Mostrava-se imponderado, desabrido. Moralmen­te refeita, Evelina confessava a si mesma que não lhe cabia o direito de ceder a quaisquer sugestões incompa­tíveis com a sua dignidade feminina.
Casara-se. Devia ao esposo lealdade e acatamento. A consciência controlou a sensibilidade. A noção dos compromissos assumidos guardou-lhe a alma nobre e sincera. Impôs-se fortaleza e serenidade, resolvendo permanecer a cavaleiro de emo­ções que não se justificavam.
Enquanto semelhantes reflexões lhe escaldavam a cabeça, Mancini continuava:
— Deixe-me recostar em seu colo, um momento só!... Evelina, quero sentir o calor de seu coração... Tenho necessidade de você, qual o sedento quando se aproxima da fonte! Compadeça-se de mim!...
Observando os gestos de desconsideração que ele passara a assumir, a moça tentou recuar e replicou, va­lorosa:
— Túlio, contenha-se! Não sabe você que desposei Caio, que tenho a responsabilidade de um lar?
— Oh! o infame!... Compreendo que a minha au­sência longa terá levado você a desposar aquele canalha, mas isso não fica assim, ......
E, depois de pausar, alguns instantes, prosseguiu para a companheira estarrecida:
— Evelina, sei que você não é indiferente ao que sinto! Vamos!... Diga que me atende
Ato contínuo, intentou beijá-la.
Embora possuída de assombro e temor, ela ganhou ânimo e, retrocedendo, reagiu indignada:
— Túlio, que é isto? estará você louco?

Lista de tarefas
A. No texto apresentado, com quem Evelina afirma ter se casado?
B. Dê continuação à narrativa sobre Evelina e Túlio no texto apresentado, começando logo após a última fala de Evelina.
A listagem não tem nenhuma relação com o texto apresentado.

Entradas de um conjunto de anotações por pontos
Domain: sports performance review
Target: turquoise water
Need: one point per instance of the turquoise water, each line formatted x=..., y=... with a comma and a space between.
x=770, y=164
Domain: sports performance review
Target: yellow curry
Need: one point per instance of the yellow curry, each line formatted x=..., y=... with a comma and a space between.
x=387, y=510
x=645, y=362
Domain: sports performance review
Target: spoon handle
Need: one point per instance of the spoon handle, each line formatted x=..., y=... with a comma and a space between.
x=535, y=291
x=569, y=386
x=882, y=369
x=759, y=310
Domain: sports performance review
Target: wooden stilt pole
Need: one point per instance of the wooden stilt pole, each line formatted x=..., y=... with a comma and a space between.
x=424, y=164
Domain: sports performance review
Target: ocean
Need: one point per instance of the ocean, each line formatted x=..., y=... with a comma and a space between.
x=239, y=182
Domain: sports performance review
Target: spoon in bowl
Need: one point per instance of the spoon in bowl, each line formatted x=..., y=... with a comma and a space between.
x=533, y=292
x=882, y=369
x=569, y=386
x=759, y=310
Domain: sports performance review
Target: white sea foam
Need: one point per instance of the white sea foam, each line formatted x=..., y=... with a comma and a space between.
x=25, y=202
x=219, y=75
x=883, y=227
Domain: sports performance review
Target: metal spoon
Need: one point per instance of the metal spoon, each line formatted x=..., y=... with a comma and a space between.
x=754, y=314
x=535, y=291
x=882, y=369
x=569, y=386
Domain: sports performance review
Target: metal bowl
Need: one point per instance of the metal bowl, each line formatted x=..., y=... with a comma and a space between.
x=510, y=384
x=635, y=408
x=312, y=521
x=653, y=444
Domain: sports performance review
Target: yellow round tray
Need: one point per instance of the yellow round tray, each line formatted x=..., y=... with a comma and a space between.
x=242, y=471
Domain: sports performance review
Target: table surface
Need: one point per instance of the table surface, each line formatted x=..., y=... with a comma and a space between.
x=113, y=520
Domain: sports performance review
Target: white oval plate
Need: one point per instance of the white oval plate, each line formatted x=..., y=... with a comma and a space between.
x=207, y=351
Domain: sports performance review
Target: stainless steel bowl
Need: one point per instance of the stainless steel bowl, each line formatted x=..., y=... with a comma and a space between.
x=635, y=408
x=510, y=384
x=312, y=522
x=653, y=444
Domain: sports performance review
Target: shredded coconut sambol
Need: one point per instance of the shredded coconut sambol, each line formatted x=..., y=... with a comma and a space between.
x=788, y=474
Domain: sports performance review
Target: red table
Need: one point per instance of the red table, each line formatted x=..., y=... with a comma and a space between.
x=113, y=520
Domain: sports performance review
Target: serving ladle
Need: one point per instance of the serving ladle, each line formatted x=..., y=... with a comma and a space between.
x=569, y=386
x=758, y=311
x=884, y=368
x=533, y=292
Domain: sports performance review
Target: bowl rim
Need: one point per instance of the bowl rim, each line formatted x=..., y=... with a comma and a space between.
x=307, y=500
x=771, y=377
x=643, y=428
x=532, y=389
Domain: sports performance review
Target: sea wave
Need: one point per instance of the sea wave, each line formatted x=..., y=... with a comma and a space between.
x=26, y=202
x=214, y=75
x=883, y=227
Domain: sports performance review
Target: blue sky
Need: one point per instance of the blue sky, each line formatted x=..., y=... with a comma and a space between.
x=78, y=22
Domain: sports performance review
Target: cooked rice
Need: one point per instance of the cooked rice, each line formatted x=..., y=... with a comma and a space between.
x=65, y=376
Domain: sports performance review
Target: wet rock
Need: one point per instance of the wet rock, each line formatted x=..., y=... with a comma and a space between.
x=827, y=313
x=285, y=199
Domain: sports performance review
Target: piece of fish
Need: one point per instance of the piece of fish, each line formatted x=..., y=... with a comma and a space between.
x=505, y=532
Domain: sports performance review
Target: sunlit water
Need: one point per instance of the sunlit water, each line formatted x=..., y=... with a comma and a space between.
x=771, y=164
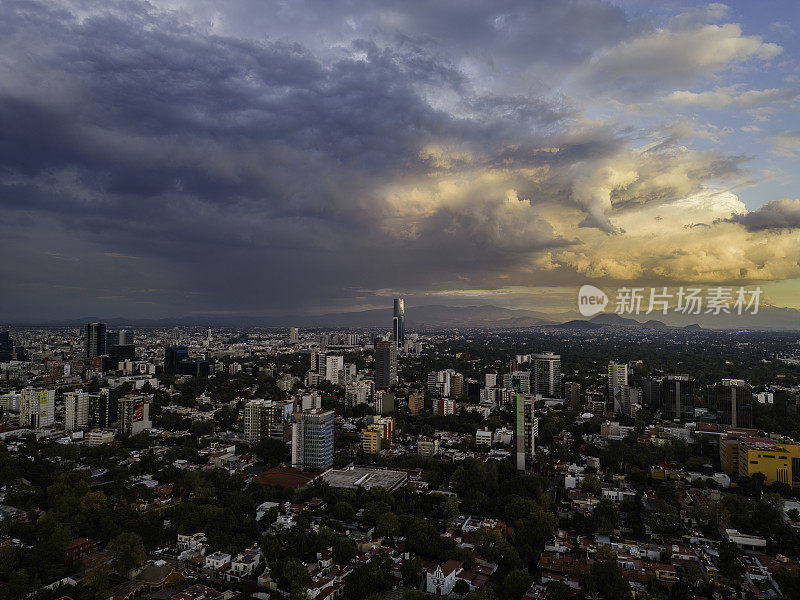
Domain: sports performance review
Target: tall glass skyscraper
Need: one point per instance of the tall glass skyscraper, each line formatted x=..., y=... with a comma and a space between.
x=399, y=322
x=95, y=339
x=312, y=439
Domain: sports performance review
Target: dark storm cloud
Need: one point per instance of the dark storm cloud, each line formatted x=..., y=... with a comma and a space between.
x=155, y=140
x=774, y=215
x=283, y=154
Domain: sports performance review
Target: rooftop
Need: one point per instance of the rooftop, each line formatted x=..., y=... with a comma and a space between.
x=365, y=478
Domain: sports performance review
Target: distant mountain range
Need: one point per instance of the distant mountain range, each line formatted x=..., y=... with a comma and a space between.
x=437, y=316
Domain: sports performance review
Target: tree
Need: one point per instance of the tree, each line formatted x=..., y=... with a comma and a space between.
x=461, y=588
x=344, y=551
x=605, y=516
x=591, y=485
x=411, y=572
x=605, y=579
x=127, y=552
x=388, y=525
x=558, y=590
x=96, y=581
x=343, y=511
x=730, y=561
x=291, y=573
x=516, y=584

Respostas
A. Com Caio.

B.
— Tenho pensado em você, dia e noite... Desde que tomei o balaço daquele patife que levarei à cadeia. não tenho mais ninguém na imaginação!... Não se com­padece você de mim?
O entono comovedor daquela voz feria-lhe fundo a alma; no entanto, a senhora Serpa objetou, firme:
— Compreendo a sua estima e agradeço a lembran­ça, mas julga você justo atacar-me assim, desrespeitosa­mente, quando já lhe falei que tenho um marido e, por isso mesmo, contas a prestar?
Mancini silenciou por momentos; em seguida, exibiu nos olhos esgazeados a perturbação que lhe passou a senhorear os mecanismos da mente, transfigurou o pran­to em escárnio e desfez-se numa gargalhada terrível.
— Um marido!... Um marido, aquele crápula!... — zombou. — O povo de onde venho agora, o povo da terra da liberdade, tem toda a razão... Entendo, você agora faz parte dos santos, mas eu não sou mascarado. Sou o que sou, um homem com as funções que me são próprias... Quero você e isso a escandaliza? Boa pia­da!... Você é uma mulher como as outras, você não émelhor do que todas aquelas que conheço na terra da liberdade, apenas com a diferença de que você se oculta na capa andrajosa da disciplina...
— Sim — suspirou Evelina, magoada —, não nego a minha fragilidade humana... Não acredita você, po­rém, que a disciplina é a melhor maneira de educar-nos e dignificar os nossos sentimentos?
— Ah! Ah! Ah!... — galhofou ele — obediência é a camisa-de-força em que os hipócritas metem os sim­ples, mas você mudará de idéia...
A moça agoniada confiava-se à oração muda, im­plorando socorro aos poderes da Vida Maior.
Enquanto isso, o companheiro avançava, mofando:
— Olhe para dentro de você mesma e verificará seu disfarce... Você é um anjo de pé-de-chumbo, igual aos outros macacos fantasiados que andam por aí. Lar­gue mão disso... Todos somos livres!... Livres filhos da Natureza para fazer o que quisermos!... Proclame a sua independência se não deseja acabar na senzala dos tartufos da sujeição!...
Mancini investiu para ela e estava prestes a agarrá­-la, quando alguém providencialmente bateu à porta.
Constrangido embora, Túlio refez-se, de imediato, e foi atender.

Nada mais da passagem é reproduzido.